- _Materials provided_:
+ + + + +

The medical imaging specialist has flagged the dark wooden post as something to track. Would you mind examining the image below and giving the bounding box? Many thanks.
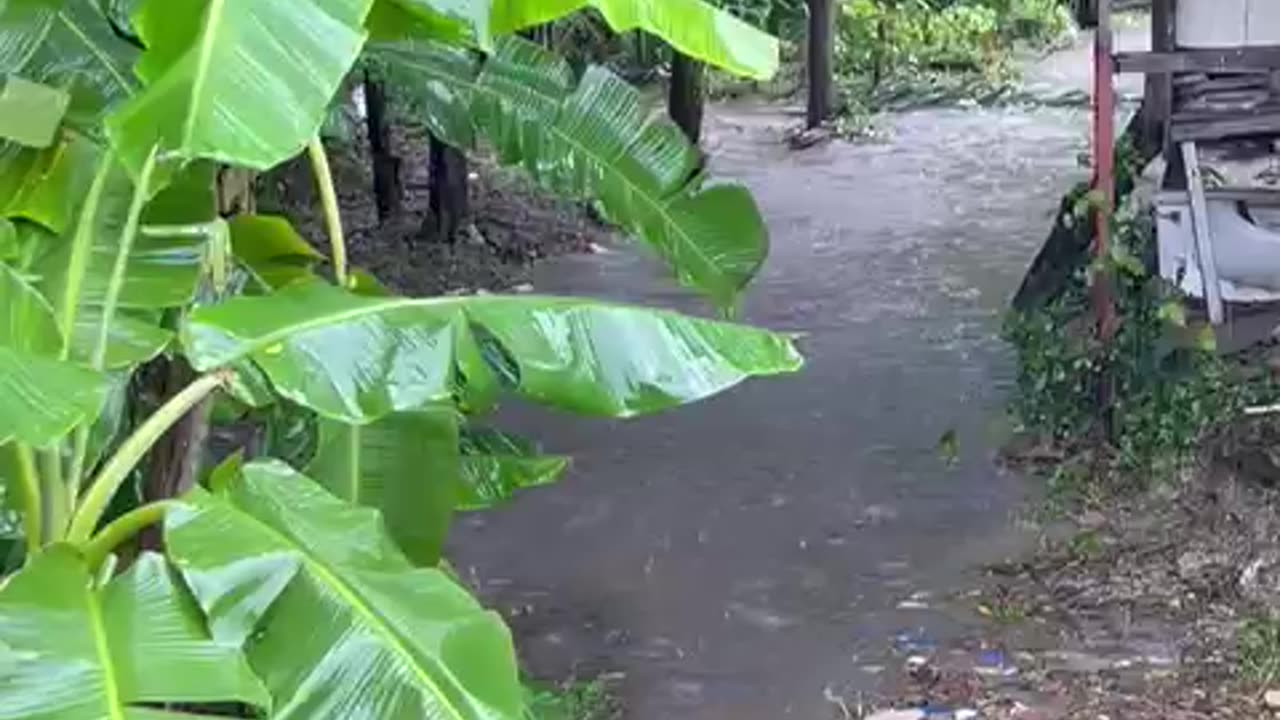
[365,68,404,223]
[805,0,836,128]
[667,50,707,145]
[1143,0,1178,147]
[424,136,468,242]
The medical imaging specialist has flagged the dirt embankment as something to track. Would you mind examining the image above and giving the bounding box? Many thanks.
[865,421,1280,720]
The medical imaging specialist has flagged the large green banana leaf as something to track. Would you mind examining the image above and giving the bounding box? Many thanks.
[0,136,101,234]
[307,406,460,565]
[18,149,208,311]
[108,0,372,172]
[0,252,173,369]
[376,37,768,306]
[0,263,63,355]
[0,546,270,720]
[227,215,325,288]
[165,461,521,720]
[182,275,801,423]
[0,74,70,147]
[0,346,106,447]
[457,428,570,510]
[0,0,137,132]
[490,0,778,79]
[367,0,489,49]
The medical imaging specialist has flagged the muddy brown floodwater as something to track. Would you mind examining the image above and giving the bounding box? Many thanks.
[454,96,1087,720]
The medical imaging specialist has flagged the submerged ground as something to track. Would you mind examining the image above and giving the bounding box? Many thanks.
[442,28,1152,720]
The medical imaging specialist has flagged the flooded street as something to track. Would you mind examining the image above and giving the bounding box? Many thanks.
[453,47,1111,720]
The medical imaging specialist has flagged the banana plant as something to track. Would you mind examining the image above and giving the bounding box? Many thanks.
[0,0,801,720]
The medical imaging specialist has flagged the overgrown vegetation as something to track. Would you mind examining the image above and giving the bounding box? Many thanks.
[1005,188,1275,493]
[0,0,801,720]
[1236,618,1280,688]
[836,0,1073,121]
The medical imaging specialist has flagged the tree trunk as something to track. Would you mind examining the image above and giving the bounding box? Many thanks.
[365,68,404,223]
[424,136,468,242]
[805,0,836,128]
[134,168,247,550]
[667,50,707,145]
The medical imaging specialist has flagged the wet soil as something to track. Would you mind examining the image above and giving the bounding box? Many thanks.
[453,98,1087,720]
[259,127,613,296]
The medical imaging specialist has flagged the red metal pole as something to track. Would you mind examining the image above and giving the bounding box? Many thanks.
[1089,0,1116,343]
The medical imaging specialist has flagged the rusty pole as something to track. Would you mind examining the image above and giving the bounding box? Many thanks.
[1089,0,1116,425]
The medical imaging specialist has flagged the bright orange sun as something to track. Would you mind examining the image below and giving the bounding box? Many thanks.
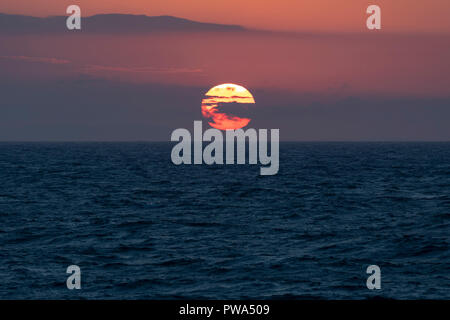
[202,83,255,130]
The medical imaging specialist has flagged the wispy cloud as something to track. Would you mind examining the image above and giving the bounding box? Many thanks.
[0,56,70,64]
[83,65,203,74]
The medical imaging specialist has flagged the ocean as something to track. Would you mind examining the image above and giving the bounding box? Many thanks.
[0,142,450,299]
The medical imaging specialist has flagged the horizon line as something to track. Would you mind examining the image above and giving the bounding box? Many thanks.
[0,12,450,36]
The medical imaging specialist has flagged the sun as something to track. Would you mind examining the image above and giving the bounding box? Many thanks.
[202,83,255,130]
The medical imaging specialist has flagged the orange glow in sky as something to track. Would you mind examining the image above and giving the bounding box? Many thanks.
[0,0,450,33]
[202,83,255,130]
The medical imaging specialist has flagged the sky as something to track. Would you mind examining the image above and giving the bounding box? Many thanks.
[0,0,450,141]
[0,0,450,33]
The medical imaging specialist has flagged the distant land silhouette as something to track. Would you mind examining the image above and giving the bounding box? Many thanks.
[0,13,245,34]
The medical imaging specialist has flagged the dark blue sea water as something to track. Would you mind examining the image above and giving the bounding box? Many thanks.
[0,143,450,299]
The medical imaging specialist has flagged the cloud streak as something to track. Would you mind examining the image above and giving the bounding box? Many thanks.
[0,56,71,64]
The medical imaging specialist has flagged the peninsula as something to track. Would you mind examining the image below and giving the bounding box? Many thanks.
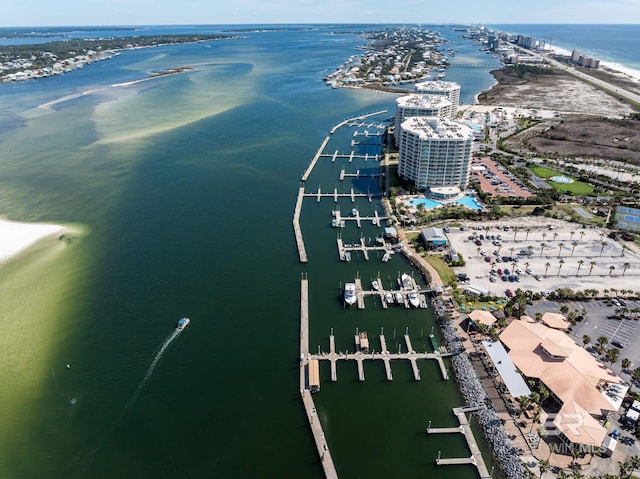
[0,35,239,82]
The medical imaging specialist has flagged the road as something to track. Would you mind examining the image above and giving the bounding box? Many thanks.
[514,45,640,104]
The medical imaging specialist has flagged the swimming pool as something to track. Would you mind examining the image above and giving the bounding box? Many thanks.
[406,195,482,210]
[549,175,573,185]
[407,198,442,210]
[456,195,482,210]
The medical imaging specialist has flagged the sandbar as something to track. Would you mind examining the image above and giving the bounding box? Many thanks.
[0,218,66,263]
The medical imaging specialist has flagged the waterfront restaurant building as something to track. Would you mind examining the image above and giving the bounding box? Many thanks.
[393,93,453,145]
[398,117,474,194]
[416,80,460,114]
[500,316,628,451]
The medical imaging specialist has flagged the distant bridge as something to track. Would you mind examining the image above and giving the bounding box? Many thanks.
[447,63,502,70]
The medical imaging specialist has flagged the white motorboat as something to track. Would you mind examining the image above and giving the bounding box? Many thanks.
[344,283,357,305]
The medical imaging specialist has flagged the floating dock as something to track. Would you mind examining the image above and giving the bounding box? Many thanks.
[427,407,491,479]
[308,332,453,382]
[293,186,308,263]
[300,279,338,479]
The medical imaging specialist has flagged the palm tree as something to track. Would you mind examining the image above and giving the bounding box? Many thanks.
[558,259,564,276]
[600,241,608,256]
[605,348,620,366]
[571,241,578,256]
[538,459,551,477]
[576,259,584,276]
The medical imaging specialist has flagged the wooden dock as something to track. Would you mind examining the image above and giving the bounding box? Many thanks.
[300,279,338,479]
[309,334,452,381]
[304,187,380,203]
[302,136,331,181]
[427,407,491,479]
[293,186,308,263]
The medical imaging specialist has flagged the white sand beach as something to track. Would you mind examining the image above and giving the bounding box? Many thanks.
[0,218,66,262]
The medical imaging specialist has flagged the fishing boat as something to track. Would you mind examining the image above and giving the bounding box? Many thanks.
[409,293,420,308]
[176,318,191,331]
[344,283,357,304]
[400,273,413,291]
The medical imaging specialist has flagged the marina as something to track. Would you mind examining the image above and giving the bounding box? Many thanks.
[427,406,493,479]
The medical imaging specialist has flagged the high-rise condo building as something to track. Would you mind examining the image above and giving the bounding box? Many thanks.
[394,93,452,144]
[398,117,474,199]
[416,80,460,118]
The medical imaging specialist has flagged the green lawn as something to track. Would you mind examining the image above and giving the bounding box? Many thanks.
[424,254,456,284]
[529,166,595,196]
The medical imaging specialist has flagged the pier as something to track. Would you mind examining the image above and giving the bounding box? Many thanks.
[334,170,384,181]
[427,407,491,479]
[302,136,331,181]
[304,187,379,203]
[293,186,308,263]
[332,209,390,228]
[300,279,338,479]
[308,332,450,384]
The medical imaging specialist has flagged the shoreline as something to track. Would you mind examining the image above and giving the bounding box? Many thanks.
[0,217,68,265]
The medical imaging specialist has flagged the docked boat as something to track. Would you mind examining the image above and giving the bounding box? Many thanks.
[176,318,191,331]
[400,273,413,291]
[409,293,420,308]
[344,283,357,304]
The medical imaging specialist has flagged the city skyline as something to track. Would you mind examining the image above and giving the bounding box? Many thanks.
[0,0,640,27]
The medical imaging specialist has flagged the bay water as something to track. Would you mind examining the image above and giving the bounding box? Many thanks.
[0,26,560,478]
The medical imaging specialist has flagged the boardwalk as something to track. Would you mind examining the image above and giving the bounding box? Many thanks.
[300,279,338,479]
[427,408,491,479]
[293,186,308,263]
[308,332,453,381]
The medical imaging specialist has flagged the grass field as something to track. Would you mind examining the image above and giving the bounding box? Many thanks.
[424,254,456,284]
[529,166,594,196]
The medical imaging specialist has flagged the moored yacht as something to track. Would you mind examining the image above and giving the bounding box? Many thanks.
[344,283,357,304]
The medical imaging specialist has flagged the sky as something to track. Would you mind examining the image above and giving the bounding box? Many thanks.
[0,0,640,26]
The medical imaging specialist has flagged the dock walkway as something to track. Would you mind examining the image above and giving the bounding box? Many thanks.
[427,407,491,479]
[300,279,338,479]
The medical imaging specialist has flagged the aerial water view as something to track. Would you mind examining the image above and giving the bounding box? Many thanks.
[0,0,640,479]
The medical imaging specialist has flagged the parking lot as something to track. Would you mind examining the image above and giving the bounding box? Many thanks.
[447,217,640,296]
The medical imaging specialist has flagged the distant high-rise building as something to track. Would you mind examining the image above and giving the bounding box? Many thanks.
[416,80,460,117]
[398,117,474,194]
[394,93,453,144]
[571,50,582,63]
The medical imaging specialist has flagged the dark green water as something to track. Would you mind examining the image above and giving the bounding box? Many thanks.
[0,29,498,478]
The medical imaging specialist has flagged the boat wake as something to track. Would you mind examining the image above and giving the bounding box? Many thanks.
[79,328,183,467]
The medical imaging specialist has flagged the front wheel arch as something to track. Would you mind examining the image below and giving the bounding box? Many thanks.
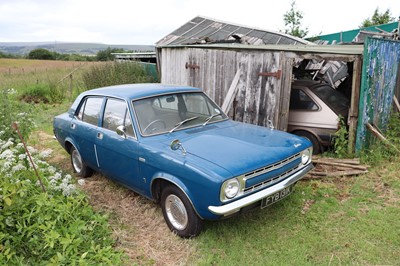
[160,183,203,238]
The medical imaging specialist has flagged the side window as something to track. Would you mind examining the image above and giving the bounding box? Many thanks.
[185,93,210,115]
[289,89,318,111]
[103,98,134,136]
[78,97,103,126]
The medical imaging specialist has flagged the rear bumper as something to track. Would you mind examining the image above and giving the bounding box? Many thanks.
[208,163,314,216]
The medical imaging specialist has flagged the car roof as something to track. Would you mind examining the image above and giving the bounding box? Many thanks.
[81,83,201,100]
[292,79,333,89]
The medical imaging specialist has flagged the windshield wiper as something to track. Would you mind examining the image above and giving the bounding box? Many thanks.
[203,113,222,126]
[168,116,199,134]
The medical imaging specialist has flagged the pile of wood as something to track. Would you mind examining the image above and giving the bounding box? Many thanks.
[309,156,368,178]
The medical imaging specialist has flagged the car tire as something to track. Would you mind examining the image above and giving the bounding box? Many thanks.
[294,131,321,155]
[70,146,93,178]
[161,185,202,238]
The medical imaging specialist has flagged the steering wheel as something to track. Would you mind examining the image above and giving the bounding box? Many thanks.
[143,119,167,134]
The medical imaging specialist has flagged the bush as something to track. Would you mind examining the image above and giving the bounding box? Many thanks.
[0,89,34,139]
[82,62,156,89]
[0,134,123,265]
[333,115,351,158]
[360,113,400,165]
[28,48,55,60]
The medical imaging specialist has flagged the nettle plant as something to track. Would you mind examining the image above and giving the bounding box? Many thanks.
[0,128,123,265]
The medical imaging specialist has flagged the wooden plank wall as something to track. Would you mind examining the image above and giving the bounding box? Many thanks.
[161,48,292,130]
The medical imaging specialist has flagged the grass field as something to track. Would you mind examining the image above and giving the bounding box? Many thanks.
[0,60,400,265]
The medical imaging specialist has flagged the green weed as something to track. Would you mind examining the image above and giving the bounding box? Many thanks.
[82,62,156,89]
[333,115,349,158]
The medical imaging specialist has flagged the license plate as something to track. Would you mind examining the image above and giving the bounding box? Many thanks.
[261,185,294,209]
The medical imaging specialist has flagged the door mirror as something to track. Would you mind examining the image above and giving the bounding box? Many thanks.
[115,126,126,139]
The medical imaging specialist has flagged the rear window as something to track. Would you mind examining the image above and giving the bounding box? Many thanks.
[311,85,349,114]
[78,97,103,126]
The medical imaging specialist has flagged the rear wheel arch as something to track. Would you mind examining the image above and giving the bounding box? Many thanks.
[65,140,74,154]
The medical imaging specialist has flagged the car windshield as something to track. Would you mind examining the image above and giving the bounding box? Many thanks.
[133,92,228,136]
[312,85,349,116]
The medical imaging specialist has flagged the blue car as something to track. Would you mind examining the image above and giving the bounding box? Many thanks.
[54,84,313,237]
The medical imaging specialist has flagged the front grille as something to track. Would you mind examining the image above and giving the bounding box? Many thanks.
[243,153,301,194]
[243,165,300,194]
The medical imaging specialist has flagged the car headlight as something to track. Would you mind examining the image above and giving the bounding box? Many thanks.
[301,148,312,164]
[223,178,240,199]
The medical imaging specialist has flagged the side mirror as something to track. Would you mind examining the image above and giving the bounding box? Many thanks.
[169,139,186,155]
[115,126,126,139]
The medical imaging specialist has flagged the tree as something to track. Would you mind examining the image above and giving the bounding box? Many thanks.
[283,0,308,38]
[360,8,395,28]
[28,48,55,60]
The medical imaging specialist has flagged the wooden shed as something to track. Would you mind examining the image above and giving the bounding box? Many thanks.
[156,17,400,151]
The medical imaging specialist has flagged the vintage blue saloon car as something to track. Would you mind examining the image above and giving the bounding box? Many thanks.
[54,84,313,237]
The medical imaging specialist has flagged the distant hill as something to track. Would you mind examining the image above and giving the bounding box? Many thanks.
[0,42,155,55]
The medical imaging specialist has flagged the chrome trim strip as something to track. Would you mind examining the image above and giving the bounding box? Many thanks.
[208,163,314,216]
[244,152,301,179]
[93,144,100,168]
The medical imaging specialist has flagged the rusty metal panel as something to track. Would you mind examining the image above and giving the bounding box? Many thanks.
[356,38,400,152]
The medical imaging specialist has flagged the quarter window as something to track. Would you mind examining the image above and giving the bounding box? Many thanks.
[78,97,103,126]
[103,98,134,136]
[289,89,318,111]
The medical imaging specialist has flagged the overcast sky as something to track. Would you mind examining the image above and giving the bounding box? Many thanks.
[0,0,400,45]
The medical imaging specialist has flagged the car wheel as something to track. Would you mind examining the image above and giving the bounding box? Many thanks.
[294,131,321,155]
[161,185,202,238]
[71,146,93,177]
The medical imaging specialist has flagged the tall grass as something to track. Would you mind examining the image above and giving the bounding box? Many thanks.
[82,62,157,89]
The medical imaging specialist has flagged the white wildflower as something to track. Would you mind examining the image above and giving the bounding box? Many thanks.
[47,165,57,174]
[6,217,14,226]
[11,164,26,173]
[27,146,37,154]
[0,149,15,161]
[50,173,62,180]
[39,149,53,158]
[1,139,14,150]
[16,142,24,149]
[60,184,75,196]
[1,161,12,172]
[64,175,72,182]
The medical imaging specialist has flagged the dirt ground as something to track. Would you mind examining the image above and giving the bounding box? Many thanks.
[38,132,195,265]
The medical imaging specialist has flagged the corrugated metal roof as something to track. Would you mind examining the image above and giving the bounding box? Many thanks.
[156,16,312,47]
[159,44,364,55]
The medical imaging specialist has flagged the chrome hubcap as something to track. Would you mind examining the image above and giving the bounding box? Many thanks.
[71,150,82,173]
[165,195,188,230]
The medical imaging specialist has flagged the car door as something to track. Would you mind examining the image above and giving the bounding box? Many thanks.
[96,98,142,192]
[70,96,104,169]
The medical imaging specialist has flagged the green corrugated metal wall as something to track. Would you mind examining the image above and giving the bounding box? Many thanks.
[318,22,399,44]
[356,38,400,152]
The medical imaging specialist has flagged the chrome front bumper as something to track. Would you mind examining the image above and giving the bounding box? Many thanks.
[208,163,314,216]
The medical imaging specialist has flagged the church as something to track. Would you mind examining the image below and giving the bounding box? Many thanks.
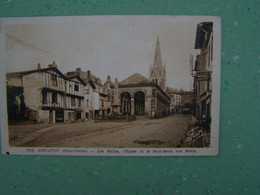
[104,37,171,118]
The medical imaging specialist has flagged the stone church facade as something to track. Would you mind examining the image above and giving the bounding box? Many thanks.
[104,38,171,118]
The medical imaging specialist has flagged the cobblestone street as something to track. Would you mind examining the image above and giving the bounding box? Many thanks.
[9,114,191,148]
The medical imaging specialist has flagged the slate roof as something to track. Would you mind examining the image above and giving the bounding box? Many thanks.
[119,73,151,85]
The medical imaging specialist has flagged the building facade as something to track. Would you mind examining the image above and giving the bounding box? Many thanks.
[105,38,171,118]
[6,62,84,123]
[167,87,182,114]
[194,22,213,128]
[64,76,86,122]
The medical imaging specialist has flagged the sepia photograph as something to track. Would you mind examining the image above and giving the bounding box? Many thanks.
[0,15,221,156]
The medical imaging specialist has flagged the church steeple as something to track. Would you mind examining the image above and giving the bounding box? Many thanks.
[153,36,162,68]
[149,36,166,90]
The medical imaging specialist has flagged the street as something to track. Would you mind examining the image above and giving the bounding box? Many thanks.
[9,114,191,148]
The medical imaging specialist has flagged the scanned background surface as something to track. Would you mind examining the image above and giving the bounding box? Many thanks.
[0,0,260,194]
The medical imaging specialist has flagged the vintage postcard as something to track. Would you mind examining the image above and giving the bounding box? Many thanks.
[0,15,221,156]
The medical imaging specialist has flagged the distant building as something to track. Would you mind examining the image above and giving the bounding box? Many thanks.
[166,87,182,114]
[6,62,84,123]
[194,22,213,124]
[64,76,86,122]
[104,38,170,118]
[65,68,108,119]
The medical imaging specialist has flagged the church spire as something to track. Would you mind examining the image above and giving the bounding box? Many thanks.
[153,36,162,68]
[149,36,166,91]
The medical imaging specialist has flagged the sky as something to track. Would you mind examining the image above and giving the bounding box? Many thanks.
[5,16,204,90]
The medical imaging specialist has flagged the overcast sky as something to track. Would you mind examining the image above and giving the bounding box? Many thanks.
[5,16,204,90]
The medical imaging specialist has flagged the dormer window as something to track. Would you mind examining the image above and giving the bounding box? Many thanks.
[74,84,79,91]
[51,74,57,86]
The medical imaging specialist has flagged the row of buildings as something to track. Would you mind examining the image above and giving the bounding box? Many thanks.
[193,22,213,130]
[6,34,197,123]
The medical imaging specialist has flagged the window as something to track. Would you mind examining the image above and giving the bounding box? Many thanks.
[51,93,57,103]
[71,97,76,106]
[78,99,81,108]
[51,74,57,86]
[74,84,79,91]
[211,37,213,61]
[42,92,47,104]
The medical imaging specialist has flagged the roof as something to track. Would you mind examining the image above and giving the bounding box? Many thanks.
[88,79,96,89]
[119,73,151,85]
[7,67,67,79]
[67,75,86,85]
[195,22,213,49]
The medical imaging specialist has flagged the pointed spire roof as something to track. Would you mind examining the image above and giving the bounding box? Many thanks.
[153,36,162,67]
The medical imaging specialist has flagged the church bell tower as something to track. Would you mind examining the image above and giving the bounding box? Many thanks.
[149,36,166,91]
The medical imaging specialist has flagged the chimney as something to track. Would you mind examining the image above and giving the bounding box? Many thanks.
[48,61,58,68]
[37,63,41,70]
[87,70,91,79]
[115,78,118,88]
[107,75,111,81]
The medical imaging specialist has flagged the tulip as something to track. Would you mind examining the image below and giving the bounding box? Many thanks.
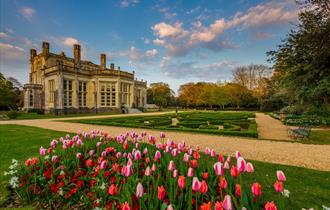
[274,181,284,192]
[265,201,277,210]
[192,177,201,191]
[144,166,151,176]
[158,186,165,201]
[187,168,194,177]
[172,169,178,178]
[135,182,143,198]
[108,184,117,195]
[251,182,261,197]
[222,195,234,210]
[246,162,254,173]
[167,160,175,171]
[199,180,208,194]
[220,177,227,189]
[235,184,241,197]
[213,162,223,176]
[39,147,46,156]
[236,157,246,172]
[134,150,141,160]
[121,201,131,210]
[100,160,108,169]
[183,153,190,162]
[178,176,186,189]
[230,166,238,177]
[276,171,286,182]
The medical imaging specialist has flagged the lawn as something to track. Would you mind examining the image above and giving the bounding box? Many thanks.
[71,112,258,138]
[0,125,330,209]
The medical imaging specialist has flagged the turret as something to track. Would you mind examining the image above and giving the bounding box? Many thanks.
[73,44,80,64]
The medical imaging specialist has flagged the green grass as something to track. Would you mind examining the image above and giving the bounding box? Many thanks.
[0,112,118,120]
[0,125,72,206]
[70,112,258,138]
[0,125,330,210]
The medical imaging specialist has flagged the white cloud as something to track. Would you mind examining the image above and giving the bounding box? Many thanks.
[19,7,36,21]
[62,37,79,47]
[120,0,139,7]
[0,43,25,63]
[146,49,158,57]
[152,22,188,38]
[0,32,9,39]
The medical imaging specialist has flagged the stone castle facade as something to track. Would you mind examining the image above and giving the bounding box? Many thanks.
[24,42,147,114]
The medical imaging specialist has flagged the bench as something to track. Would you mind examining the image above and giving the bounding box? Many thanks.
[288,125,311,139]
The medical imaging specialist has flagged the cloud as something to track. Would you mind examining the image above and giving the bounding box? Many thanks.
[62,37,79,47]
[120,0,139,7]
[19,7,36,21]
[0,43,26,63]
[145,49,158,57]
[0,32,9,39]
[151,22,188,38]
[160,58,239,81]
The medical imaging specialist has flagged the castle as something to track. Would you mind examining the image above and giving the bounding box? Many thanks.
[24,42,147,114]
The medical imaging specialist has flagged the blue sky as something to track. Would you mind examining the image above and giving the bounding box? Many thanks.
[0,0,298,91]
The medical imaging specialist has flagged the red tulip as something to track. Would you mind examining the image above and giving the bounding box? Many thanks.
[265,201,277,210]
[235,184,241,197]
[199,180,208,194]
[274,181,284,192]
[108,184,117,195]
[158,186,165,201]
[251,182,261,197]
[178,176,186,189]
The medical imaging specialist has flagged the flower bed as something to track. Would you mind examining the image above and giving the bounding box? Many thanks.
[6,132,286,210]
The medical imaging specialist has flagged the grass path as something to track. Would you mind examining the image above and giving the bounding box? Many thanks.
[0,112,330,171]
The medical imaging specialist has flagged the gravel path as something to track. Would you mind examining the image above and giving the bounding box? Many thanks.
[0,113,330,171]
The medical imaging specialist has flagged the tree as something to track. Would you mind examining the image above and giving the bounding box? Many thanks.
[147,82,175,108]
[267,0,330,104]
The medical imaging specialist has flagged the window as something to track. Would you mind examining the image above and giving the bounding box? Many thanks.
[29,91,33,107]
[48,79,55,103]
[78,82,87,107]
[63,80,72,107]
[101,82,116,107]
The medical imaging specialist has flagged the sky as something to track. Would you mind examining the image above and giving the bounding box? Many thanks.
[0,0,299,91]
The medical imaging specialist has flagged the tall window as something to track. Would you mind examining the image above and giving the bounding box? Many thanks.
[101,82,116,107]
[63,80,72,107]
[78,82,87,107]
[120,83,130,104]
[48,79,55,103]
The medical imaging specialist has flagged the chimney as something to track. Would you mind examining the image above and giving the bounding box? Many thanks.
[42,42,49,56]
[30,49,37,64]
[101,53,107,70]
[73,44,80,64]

+ + + + +

- _Objective_:
Print, unchanged, the lines of the entries from the one containing "The medical imaging specialist has flagged the row" through the one containing "[42,92,47,104]", both ends included.

- _Task answer_:
The medical imaging specialist has flagged the row of buildings as something to track. Would you mind examining the image above and giving the bounding box? Many thanks.
[193,22,213,130]
[6,34,197,123]
The medical imaging specialist has flagged the window as something to track. Would you mind examining the image above and giving the bounding box? Many thanks.
[51,93,57,103]
[71,97,76,106]
[78,99,81,108]
[51,74,57,86]
[74,84,79,91]
[211,37,213,61]
[42,92,47,104]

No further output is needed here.